Data shown
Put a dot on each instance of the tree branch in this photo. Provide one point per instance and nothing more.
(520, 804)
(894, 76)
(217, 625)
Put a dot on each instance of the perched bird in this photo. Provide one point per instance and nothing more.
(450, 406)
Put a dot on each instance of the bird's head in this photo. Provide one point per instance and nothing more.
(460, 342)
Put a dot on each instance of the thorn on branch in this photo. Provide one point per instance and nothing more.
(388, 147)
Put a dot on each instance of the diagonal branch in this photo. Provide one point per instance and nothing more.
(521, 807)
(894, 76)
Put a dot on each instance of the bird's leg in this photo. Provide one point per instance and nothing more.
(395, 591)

==

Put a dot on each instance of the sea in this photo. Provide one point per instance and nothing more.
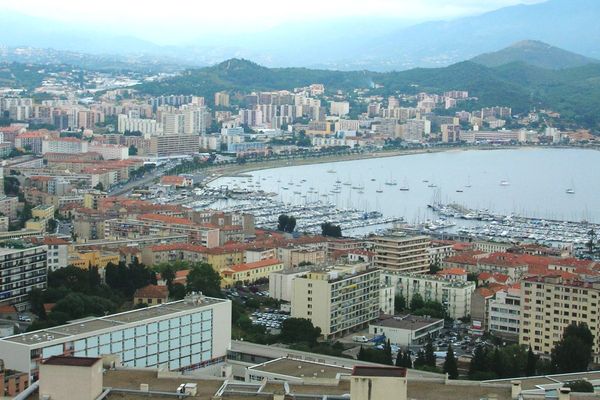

Goal of the exercise
Count the lines in the listing above that contain the word "diagonal". Reply with the number alone.

Written reply
1